Sorry this took so long to prepare. I want to get it right.
R. Edgar Hope-Simpson was 10 when the 1918 pandemic struck England, so he never had the professional opportunity to observe an influenza strain that crossed directly from another species, the way H1N1 is commonly thought to have done in 1918—and as H5N1 has done.
The pandemics that Hope-Simpson lived through as an adult were minor affairs—strains that conquered the world by mixing genes from preexisting human varieties, as H1N1 swine flu did. Many people had vestigial immunity from exposure to precursor strains.
I’m guessing that Hope-Simpson would concede that species-jumping strains are so intense, so virulent, that they can and do leap from the sick to the healthy. Leaving aside the curious, almost incomprehensible resistance in some elderly people, no one has any immunity. These strains rage through the population like fire. We’ve all seen it this year.
I think Hope-Simpson’s theories can explain how and why H5N1 percolated for so long before it went global. The virus had to seed us to reach a kind of biological critical mass.
H5N1 killed most of the Indonesians, Egyptians, Vietnamese, Chinese, Indians, and Africans who caught it from birds or other animals. A minority of victims survived. Many weren’t logged as H5N1 cases. Many survivors probably thought they had outlasted dengue fever or some other tropical disease.
But bird flu had found a home in them, if Hope-Simpson was correct. After falling ill, their bodies suppressed the symptoms and the virus proceeded to lie dormant inside them for a year or two.
Now, according to Hope-Simpson, the microbes were desperate to replicate. This entailed further evolution so they could jump past their carriers’ immune systems to infect other people. When their recovered hosts’ Vitamin D ran low, H5N1 would power up, mutate, and attack new subjects.
At this stage, H5N1 became a human disease: An avian virus that had learned to survive in one human being became capable to spreading to other human beings. This explains the early cases in which no animal or human vector—a sick chicken or person or cat—was identified. One person had encountered another who harbored freshly minted human H5N1. Without symptoms.

Records from a dataset
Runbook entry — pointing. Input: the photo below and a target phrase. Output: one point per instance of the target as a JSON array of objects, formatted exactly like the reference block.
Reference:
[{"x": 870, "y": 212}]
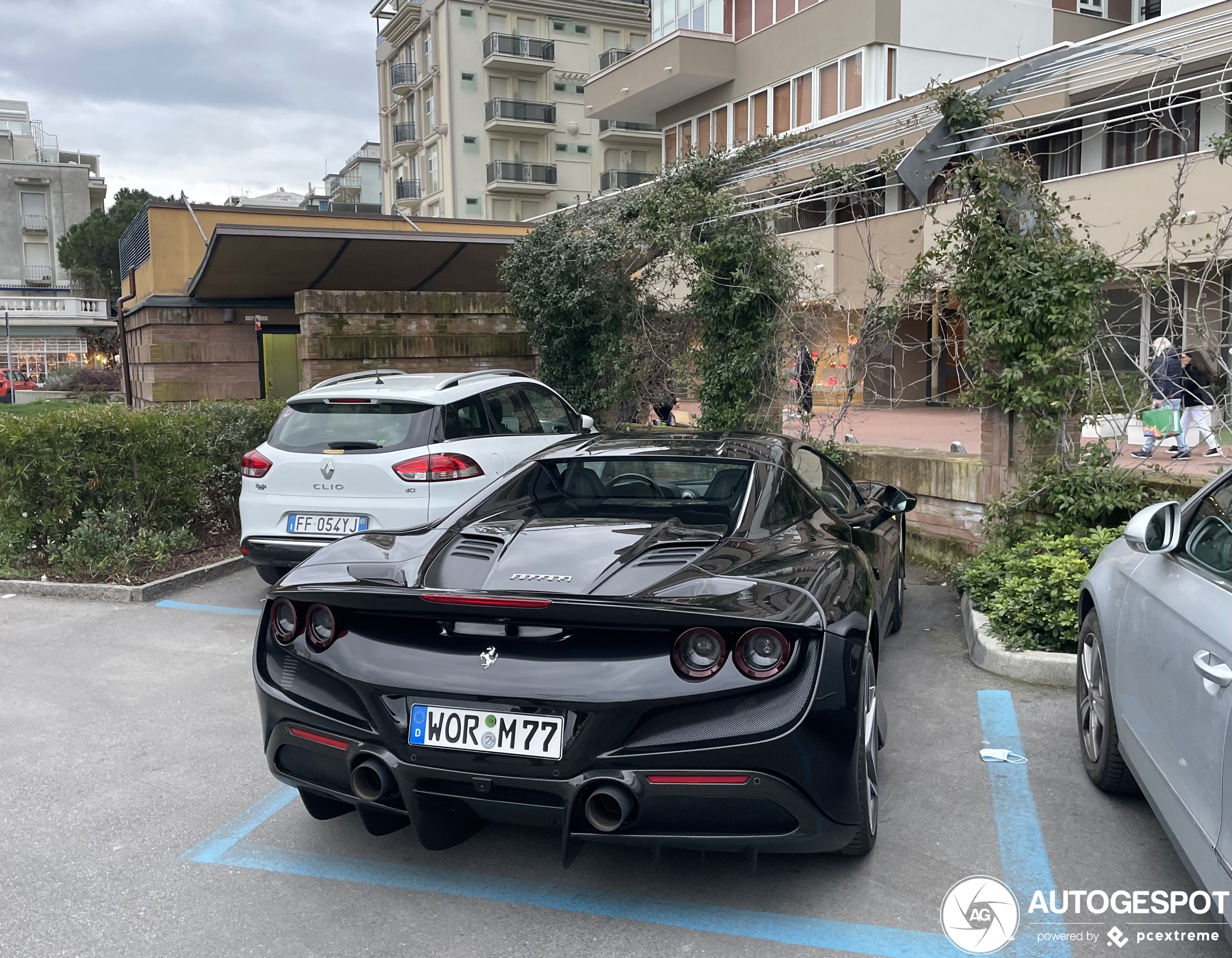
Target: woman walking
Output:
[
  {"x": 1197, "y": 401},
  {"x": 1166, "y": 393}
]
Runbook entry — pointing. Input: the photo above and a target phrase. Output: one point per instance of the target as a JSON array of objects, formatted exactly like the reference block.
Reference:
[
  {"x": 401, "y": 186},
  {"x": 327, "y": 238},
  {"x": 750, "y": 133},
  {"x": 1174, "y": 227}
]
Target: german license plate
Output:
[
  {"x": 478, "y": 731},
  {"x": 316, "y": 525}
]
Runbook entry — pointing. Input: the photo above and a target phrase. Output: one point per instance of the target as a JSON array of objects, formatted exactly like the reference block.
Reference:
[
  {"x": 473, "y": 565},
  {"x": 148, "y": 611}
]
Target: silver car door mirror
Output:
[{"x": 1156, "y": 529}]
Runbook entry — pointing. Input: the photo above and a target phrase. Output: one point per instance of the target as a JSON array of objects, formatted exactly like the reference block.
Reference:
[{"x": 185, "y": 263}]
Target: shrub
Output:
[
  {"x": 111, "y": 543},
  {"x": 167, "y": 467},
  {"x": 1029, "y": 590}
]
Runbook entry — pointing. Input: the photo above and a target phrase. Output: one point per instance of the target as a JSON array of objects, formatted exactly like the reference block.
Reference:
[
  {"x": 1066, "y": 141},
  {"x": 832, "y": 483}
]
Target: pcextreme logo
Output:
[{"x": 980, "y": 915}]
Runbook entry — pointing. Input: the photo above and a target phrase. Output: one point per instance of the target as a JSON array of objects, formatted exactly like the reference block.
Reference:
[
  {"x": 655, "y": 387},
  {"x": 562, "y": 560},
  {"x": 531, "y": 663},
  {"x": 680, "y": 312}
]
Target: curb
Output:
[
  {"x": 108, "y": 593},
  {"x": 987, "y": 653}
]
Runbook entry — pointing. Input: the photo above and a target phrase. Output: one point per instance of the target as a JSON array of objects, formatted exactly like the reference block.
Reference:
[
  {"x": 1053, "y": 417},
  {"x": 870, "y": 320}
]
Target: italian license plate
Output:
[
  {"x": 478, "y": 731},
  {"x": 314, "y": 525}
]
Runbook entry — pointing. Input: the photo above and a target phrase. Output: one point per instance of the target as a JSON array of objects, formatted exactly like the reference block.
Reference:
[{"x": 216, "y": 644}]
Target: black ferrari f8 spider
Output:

== WHAT TO PRODUCE ==
Write out the passage on Hope-Simpson and H5N1 in full, word for word. These rows are separate material, unrelated to the passage on Hope-Simpson and H5N1.

== SOLUTION TO THIS TASK ==
Sorry this took so long to prepare. I want to get it right.
R. Edgar Hope-Simpson was 10 when the 1918 pandemic struck England, so he never had the professional opportunity to observe an influenza strain that crossed directly from another species, the way H1N1 is commonly thought to have done in 1918—and as H5N1 has done.
The pandemics that Hope-Simpson lived through as an adult were minor affairs—strains that conquered the world by mixing genes from preexisting human varieties, as H1N1 swine flu did. Many people had vestigial immunity from exposure to precursor strains.
I’m guessing that Hope-Simpson would concede that species-jumping strains are so intense, so virulent, that they can and do leap from the sick to the healthy. Leaving aside the curious, almost incomprehensible resistance in some elderly people, no one has any immunity. These strains rage through the population like fire. We’ve all seen it this year.
I think Hope-Simpson’s theories can explain how and why H5N1 percolated for so long before it went global. The virus had to seed us to reach a kind of biological critical mass.
H5N1 killed most of the Indonesians, Egyptians, Vietnamese, Chinese, Indians, and Africans who caught it from birds or other animals. A minority of victims survived. Many weren’t logged as H5N1 cases. Many survivors probably thought they had outlasted dengue fever or some other tropical disease.
But bird flu had found a home in them, if Hope-Simpson was correct. After falling ill, their bodies suppressed the symptoms and the virus proceeded to lie dormant inside them for a year or two.
Now, according to Hope-Simpson, the microbes were desperate to replicate. This entailed further evolution so they could jump past their carriers’ immune systems to infect other people. When their recovered hosts’ Vitamin D ran low, H5N1 would power up, mutate, and attack new subjects.
At this stage, H5N1 became a human disease: An avian virus that had learned to survive in one human being became capable to spreading to other human beings. This explains the early cases in which no animal or human vector—a sick chicken or person or cat—was identified. One person had encountered another who harbored freshly minted human H5N1. Without symptoms.